TASK BRIEF: Format every line of the entries below as a Markdown table with two columns, "Row" for the row number and "Line" for the line itself. Skip blank lines and leave the pictures out.

DATA TO USE:

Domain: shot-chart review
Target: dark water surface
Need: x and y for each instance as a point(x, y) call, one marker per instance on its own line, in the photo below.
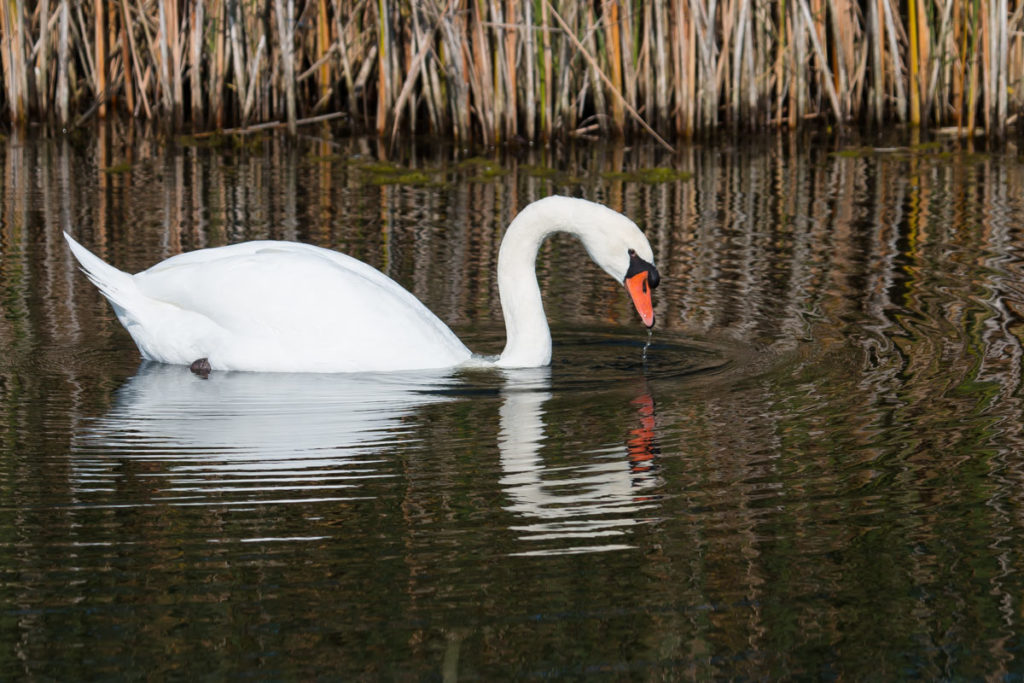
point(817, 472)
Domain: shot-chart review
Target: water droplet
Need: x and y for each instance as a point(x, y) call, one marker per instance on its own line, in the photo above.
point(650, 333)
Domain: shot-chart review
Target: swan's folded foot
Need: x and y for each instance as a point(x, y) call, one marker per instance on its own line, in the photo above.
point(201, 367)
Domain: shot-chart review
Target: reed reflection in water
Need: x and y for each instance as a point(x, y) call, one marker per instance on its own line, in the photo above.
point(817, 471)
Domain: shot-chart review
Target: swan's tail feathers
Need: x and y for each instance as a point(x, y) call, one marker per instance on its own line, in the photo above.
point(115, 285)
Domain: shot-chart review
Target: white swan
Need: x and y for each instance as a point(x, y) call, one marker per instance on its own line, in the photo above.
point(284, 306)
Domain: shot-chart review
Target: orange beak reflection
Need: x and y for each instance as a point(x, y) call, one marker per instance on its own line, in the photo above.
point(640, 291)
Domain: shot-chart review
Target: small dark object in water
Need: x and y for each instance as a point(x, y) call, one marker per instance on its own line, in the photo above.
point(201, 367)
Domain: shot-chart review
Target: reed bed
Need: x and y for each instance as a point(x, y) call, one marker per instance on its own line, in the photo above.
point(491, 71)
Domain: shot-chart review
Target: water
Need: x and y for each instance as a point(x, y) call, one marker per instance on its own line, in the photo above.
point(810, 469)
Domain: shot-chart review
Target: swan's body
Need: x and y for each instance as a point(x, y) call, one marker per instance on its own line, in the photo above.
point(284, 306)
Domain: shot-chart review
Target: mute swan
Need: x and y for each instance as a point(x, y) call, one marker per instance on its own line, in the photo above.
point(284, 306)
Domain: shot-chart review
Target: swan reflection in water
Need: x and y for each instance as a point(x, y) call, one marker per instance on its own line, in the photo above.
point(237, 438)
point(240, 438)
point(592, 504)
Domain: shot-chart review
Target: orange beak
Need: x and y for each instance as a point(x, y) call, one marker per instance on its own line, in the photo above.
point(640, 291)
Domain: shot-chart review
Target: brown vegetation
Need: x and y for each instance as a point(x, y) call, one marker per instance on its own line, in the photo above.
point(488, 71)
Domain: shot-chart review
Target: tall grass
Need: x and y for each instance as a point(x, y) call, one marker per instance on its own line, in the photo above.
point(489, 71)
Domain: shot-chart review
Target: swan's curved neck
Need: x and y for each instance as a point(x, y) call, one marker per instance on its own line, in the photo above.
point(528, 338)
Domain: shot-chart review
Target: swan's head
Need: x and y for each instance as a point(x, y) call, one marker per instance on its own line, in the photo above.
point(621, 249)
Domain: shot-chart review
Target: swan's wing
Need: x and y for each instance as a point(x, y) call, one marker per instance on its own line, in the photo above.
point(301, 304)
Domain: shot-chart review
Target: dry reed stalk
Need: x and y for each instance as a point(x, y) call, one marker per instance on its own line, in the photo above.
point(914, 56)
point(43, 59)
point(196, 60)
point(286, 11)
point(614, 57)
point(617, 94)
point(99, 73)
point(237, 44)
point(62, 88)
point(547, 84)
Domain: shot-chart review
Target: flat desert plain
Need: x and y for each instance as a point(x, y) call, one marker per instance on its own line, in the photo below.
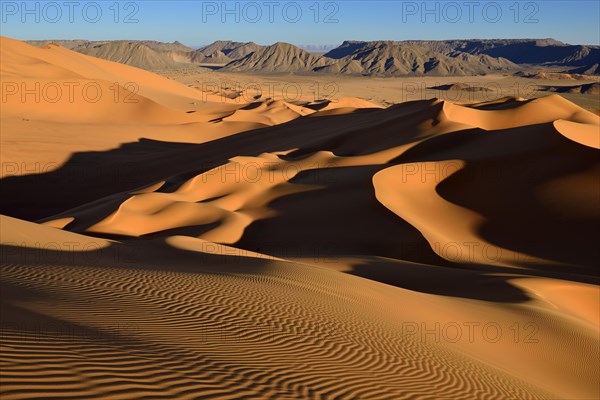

SOLUTION:
| Row | Line |
|---|---|
| 1 | Domain: shot-chart review |
| 2 | Target: dark water surface |
| 3 | Need: x and y for each instance as a point(x, y) call, one marker per instance on its own line, in the photo below. |
| 4 | point(817, 472) |
| 5 | Domain: shot-chart review |
| 6 | Target: water droplet |
| 7 | Need: x and y for each instance as a point(x, y) call, one marker per instance on its own line, in the photo above. |
| 8 | point(650, 333) |
| 9 | Domain: shot-chart review |
| 10 | Target: swan's folded foot |
| 11 | Need: x and y for each instance as a point(x, y) call, one marker per instance on its own line, in the photo above. |
| 12 | point(201, 367) |
| 13 | Domain: shot-chart review |
| 14 | Target: reed reflection in water |
| 15 | Need: x and y for each instance as a point(x, y) call, one marker per instance on its own line, in the photo above. |
| 16 | point(817, 471) |
| 17 | Domain: shot-chart review |
| 18 | Target: swan's tail feathers |
| 19 | Need: x and y for each instance as a point(x, y) call, one marker per instance on its own line, in the photo above. |
| 20 | point(115, 285) |
| 21 | Domain: shot-chart review |
| 22 | Target: white swan |
| 23 | Need: x and y for each instance as a point(x, y) call, one marker per instance on its own line, in the photo above. |
| 24 | point(284, 306) |
| 25 | Domain: shot-chart review |
| 26 | Target: orange beak reflection |
| 27 | Need: x and y for each instance as a point(x, y) call, one marker per instance on its own line, in the photo above. |
| 28 | point(640, 291) |
| 29 | Domain: shot-chart review |
| 30 | Target: small dark object in water |
| 31 | Need: x and y for each instance as a point(x, y) call, one marker per instance on its own line, in the photo above. |
| 32 | point(201, 367) |
| 33 | Domain: shot-chart review |
| 34 | Target: reed bed |
| 35 | Need: x and y for each instance as a point(x, y) call, one marker per instance on its own line, in the photo above. |
| 36 | point(491, 71) |
| 37 | Domain: shot-chart review |
| 38 | Target: water |
| 39 | Need: x and y for each instance as a point(x, y) call, one marker per instance on its own line, in the photo above. |
| 40 | point(810, 469) |
| 41 | Domain: shot-chart review |
| 42 | Target: swan's body |
| 43 | Need: x and y for each instance as a point(x, y) call, one marker per instance on its own line, in the photo above. |
| 44 | point(284, 306) |
| 45 | Domain: shot-chart review |
| 46 | Target: mute swan |
| 47 | Need: x and y for each instance as a point(x, y) call, one marker per instance on its own line, in the photo above. |
| 48 | point(284, 306) |
| 49 | Domain: shot-chart review |
| 50 | Target: swan reflection in water |
| 51 | Need: x and y for each instance as a point(x, y) call, one marker per instance on its own line, in the photo above. |
| 52 | point(237, 438) |
| 53 | point(240, 438) |
| 54 | point(592, 504) |
| 55 | Domain: shot-chart review |
| 56 | Target: orange beak |
| 57 | Need: x and y for each instance as a point(x, y) call, one marker per instance on its own line, in the photo above. |
| 58 | point(640, 291) |
| 59 | Domain: shot-chart review |
| 60 | Target: brown vegetation |
| 61 | Need: x and y for each instance as a point(x, y) call, one marker per instance on its own line, in the photo above. |
| 62 | point(488, 71) |
| 63 | Domain: shot-chart review |
| 64 | Target: tall grass |
| 65 | Need: x and y for each instance as a point(x, y) call, one marker per instance on its own line, in the photo above. |
| 66 | point(489, 71) |
| 67 | Domain: shot-chart review |
| 68 | Target: swan's curved neck |
| 69 | Need: x and y for each instance as a point(x, y) call, one marker per instance on its own line, in the photo above. |
| 70 | point(528, 338) |
| 71 | Domain: shot-chart review |
| 72 | Target: swan's head |
| 73 | Need: x and y for each instance as a point(x, y) call, one marker per instance on its own line, in the photo above. |
| 74 | point(621, 249) |
| 75 | Domain: shot-chart review |
| 76 | Target: swan's wing |
| 77 | Need: x and y for each instance as a point(x, y) call, one marker per instance on its own line, in the photo above. |
| 78 | point(301, 304) |
| 79 | Domain: shot-chart review |
| 80 | Target: dry reed stalk |
| 81 | Need: x and y for each instance as a point(x, y) call, one marker per instance on its own line, in the photo above. |
| 82 | point(914, 56) |
| 83 | point(43, 59) |
| 84 | point(196, 60) |
| 85 | point(286, 11) |
| 86 | point(614, 57) |
| 87 | point(617, 94) |
| 88 | point(99, 73) |
| 89 | point(237, 44) |
| 90 | point(62, 88) |
| 91 | point(547, 84) |
| 92 | Domain: shot-chart review |
| 93 | Target: flat desert plain |
| 94 | Need: x and y for each instance as a point(x, y) call, one marker per instance on its own line, in the photo below. |